▸ **DOMANDE DI STUDIO**
A. Stabilisci se ciascuna affermazione concorda con il testo sulla Starship, rispondendo sì o no e citando le parole decisive del testo: (i) il disvelamento della Starship è avvenuto undici anni esatti dopo il primo lancio di successo di SpaceX verso le orbite; (ii) la navicella è alta 106 metri senza contare il lanciatore; (iii) il Falcon 1 è ancora in servizio.
B. Elenca tutte le righe dei record in cui compare la stringa "positive".

==== BLOCCO DI TESTO

UNA DATA SIGNIFICATIVA

Intanto, Musk si gode i riflettori di una presentazione in pieno stile SpaceX, con tinte hollywoodiane, sonorità e scenografie che hanno ormai rivoluzionato lo stile classico della corsa allo Spazio. Tra l’altro, il disvelamento della Starship è avvenuto in un giorno particolarmente simbolico, a undici anni esatti dal primo lancio di successo realizzato da SpaceX verso le orbite. Era il Falcon 1, primo lanciatore dell’azienda poi ritirato e sostituito da Falcon 9 e Falcon Heavy. Da allora, sono state realizzate 77 missioni, con una media di sette all’anno e un incremento pressoché costante di capacità di propulsione e riutilizzo dei veicoli.

IL PROGRAMMA

Precedentemente conosciuto come Big Falcon Rocket, il programma è stato ridefinito a novembre dello scorso anno, distinguendo tra secondo stadio e navicella (Starship), e primo stadio con (Super Heavy). Quest’ultimo è pensato come veicolo pesante nel parco di SpaceX, dotato di una potente propulsione e capace di atterrare verticalmente. Insieme alla navicella Starship, dovrebbe garantire “un pieno e rapidamente riutilizzabile sistema di trasporto progettato per condurre equipaggi e merci nelle orbite terrestri, sulla Luna, su Marte e in qualsiasi altro posto nel sistema solare”. I primi test di volo inizieranno nel giro di due mesi, per raggiungere l’orbita terrestre entro un semestre. Protagonista sarà Mark 1, il primo prototipo accanto a cui Elon Musk ha aggiornato la tabella di marcia.

LA TABELLA DI MARCIA

Con 50 metri d’altezza (106 se si considera anche il lanciatore), la navicella realizzerà prima di tutto voli suborbitali, a circa 20 chilometri dalla superficie per poi atterrare verticalmente. Poi, la campagna di test procederà “rapidamente” verso le orbite terrestri, ha assicurato Musk, con il prototipo Mark 3 che “inizieremo a costruire in circa un mese; stiamo potenziando sia la progettazione che i metodi di manifattura esponenzialmente”. Si tratterà di voli privi di equipaggio, anche se i test con persone a bordo dovrebbero iniziare “al più presto nel corso del prossimo anno”.

========
==== RECORD FORNITI

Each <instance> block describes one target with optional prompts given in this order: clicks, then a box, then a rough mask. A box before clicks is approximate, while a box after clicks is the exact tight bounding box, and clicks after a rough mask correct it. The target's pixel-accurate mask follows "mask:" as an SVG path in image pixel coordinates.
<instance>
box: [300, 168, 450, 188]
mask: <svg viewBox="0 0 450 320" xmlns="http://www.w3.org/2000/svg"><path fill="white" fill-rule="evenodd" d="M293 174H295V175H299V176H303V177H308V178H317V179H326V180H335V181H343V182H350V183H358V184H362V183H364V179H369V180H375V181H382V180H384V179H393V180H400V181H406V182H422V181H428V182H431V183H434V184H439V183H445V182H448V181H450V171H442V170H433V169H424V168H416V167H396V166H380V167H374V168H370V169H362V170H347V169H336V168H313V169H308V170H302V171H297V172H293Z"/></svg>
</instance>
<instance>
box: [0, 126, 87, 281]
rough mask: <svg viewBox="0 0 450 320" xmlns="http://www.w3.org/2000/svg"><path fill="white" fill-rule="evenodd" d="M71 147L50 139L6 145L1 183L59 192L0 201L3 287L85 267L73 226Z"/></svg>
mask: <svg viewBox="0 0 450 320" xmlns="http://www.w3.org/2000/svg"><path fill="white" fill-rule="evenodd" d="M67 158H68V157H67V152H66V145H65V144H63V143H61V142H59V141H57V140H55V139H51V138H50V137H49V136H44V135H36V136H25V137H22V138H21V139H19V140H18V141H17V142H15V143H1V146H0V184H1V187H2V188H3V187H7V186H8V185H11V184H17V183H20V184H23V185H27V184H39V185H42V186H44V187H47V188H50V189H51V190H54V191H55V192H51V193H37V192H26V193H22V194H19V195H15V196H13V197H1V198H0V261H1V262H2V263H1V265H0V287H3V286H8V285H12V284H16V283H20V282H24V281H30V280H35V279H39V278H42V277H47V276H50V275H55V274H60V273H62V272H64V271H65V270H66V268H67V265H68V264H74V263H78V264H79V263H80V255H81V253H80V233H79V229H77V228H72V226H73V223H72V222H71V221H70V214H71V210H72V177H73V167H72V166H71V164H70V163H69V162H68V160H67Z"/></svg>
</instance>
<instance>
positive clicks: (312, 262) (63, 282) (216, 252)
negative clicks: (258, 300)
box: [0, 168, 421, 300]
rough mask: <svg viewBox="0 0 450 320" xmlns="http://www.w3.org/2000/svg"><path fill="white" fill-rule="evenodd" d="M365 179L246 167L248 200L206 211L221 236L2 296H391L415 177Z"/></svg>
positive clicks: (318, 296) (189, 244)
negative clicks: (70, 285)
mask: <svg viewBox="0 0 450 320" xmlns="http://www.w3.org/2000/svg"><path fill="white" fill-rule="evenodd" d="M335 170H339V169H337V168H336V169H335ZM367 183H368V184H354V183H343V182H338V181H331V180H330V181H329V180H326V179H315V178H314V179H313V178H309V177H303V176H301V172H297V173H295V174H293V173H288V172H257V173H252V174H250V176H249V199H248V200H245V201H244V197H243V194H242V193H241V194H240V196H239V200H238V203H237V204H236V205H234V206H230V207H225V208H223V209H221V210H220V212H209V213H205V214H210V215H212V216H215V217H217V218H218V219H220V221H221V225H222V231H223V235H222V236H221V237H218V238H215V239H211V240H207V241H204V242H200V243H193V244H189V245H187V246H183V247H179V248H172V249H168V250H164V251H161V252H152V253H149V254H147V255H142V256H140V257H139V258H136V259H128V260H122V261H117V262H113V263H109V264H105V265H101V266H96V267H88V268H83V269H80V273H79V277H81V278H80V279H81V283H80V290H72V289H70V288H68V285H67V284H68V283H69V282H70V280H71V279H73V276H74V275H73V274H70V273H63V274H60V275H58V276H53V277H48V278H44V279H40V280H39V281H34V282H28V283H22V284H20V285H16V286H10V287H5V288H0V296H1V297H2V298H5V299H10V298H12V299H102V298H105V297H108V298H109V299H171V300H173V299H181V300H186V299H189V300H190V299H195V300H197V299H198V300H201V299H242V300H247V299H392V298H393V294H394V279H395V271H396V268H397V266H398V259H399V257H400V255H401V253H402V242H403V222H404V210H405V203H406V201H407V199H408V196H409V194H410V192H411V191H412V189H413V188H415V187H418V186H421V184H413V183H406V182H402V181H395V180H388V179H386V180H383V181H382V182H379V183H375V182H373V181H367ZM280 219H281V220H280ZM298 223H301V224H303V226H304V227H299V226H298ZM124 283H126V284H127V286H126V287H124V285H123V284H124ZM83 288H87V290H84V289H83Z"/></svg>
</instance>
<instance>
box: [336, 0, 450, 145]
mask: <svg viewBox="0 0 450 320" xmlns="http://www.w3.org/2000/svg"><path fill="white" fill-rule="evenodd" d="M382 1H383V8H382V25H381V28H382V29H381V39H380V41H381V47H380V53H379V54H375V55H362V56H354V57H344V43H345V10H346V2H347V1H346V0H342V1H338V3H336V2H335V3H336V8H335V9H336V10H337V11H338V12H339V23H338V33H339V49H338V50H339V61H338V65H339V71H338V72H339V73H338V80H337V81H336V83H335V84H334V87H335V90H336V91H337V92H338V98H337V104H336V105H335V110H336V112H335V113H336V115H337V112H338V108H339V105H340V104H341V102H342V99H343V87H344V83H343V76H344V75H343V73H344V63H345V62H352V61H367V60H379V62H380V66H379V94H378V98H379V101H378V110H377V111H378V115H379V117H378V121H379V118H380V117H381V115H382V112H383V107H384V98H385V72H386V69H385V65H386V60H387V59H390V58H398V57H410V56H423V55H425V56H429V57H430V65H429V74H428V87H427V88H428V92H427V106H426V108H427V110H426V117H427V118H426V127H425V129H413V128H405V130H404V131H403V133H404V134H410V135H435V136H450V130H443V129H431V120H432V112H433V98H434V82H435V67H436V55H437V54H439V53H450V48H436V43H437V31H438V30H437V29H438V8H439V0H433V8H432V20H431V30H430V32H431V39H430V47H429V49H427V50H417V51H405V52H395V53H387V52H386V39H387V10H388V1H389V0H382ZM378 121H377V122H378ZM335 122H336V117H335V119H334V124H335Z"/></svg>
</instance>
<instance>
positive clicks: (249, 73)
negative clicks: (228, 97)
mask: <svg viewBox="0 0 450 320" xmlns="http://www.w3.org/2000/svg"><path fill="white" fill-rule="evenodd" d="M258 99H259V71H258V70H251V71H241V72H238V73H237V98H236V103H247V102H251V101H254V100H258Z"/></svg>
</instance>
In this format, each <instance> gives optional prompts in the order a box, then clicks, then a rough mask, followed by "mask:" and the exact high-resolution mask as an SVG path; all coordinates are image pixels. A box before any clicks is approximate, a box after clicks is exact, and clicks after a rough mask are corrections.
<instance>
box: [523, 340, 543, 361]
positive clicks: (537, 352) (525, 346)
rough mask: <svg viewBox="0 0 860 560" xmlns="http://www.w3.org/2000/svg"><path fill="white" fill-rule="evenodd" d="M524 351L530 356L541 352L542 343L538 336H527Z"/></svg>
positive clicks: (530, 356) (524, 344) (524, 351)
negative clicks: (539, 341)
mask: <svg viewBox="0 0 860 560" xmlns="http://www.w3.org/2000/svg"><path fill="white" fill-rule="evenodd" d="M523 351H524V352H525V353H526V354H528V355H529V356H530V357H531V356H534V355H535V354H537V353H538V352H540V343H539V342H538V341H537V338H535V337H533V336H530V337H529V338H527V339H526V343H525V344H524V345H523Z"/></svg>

========

▸ **ESERCIZI RISOLTI**
A.
(i) Sì: «il disvelamento della Starship è avvenuto in un giorno particolarmente simbolico, a undici anni esatti dal primo lancio di successo realizzato da SpaceX verso le orbite».
(ii) No: «Con 50 metri d’altezza (106 se si considera anche il lanciatore)».
(iii) No: «Era il Falcon 1, primo lanciatore dell’azienda poi ritirato e sostituito da Falcon 9 e Falcon Heavy».

B.
positive clicks: (312, 262) (63, 282) (216, 252)
positive clicks: (318, 296) (189, 244)
positive clicks: (249, 73)
positive clicks: (537, 352) (525, 346)
positive clicks: (530, 356) (524, 344) (524, 351)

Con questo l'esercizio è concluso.